EXERCISE AIM:
Please print the full listing below exactly, but not the pictures in it.

SUPPLIED MATERIAL:
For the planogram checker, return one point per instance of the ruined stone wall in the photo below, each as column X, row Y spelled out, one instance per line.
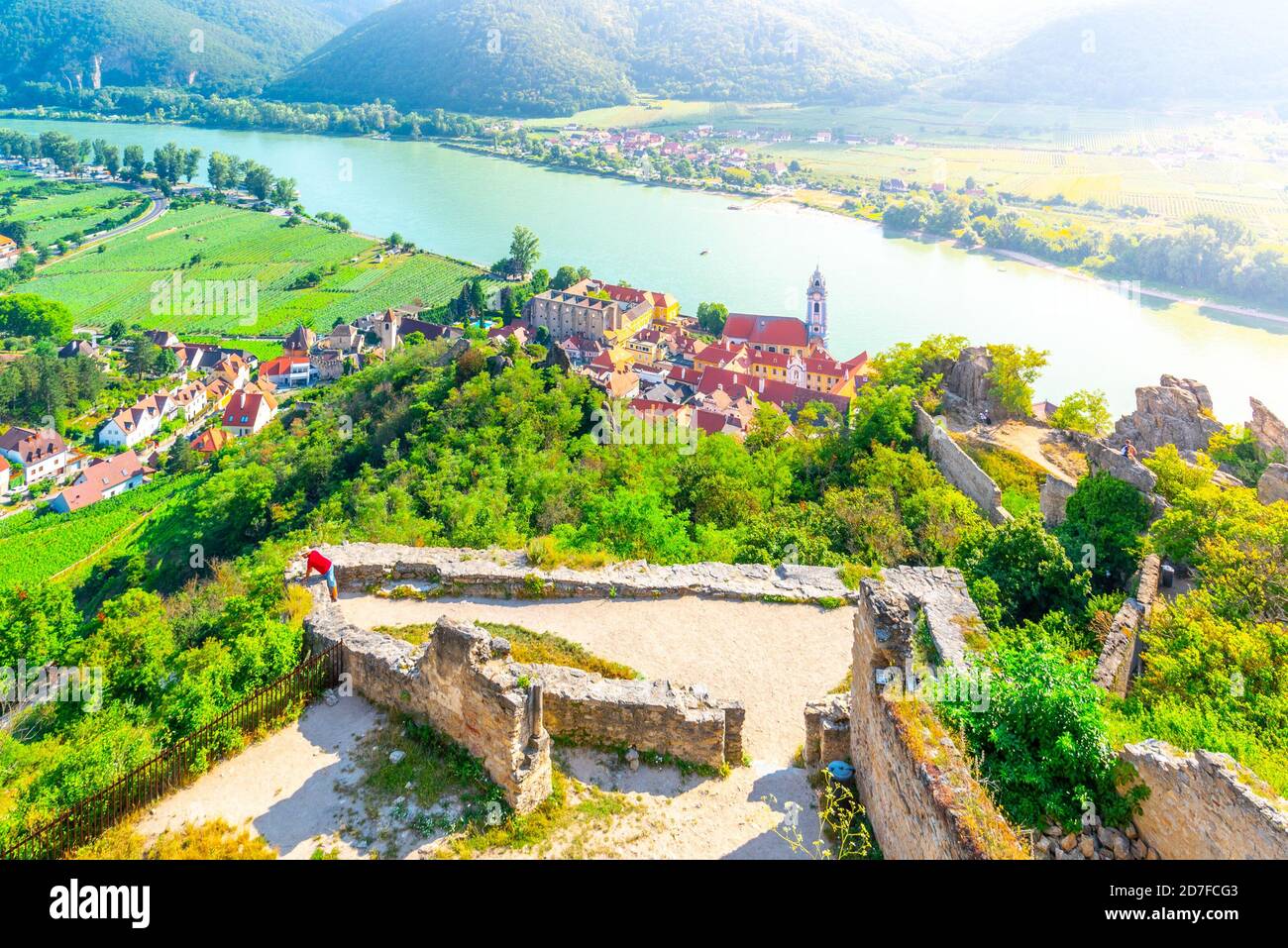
column 917, row 788
column 657, row 716
column 1121, row 651
column 958, row 469
column 1205, row 805
column 507, row 574
column 460, row 682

ANSWER TO THE EXERCISE:
For the planogram checker, return one point per instance of the ruined stone wall in the photo below, each as column X, row Y spelled out, one instance per line.
column 917, row 788
column 657, row 716
column 1121, row 651
column 958, row 469
column 1205, row 805
column 507, row 574
column 460, row 682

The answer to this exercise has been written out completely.